SET EXERCISE: In the interview excerpt, what rule did the participating bands have to follow on the Fellow Travellers record?

SOURCE PASSAGE:
•••••
For the following record, Animal Joy…
OBM: Inbetween you also left Matador?
JM: Yeah, we did. I gave Matador the demos for Animal Joy and they didn’t want it. Luckily we had friends at Sub Pop who did want to put it out. So I made that record for them. Animal Joy was a transitional time for me personally. I was in the process of leaving Austin, Texas, where I had lived for twelve years. I was having a really difficult time and so I decided to write about my own life in a way that other people could hopefully still see themselves in or identify with. That record to me is very personal, very much about that time in my life. (OBM: Cathartic?) Yeah, that’s a very good word for it. That song Insolence just feels like breaking down a door and always did every time I played it.
After that we did the Fellow Travellers record which was kind of a way to look back a little bit because it was songs by bands we toured with over the years. Many of those bands also participated in the record but the rule was that they couldn’t play on their own songs so they had to play on someone else’s song. I think that record got misunderstood. Nobody seemed to know what to make of that record but I was very proud of it at the time. We made it in a great hurry., just two or three weeks, the whole thing.
And then we spent almost two years on the recent album Jetplane And Oxbow, on and off, not continuously. It was a long time from beginning to end. I try and have a title and an image first when I start a record because it allows me to find songs that sound like the image looks in a way that they can sort of cohere.
OBM: You do like a coherent album. (JM: I do. I can’t help it.) Almost like a concept album?
JM: Almost but concept album always to me implies that there has to be like a plot or something and that’s a musical to me more or less and I don’t want to write a musical, or Pink Floyd’s The Wall or something. I don’t want that. I just want every song on an album to address a facet of or illuminate a part of the larger picture that the album presents if you listen to the whole thing.
Jetplane And Oxbow is our longest, definitely our loudest record. I wanted to place it sonically in a particular era which is about 1979 or 1980. That was the time when some records that I love came out. And I think it was an interesting time for music because digital technology was just beginning to change it in such a big way. But people didn’t know how it was going to change, so those records are really hybrid creations, a lot of them really, even the darkest ones in a way optimistic in the sense of possibilities stemming from this new technology and the new sounds that could be made and the things that could be done with them. I don’t remember that time (OBM (mutters) I do! JM (laughs)), I was four.
OBM: I think around that time I bought my first Depeche Mode album, them fiddling with the little synthesises, the Vince Clarke era.
JM: Yeah and drum machines and things like that were started to be used but they hadn’t taken over yet. MIDI didn’t exist yet, everything wasn’t timed out to a clock.
OBM: No, it was more a tinkering.
JM: Yes, it hadn’t been established yet and I think there was lot more room for creativity with these devices in some ways. Even though the digital world of sound we now work with is infinitely more flexible…in one way.
•••••
DATA BLOCK:
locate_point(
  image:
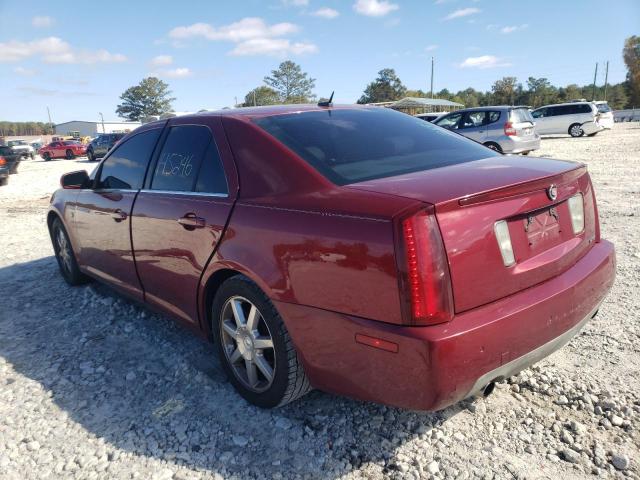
•••••
SOLUTION TO THE EXERCISE: They couldn't play on their own songs, so each had to play on someone else's song.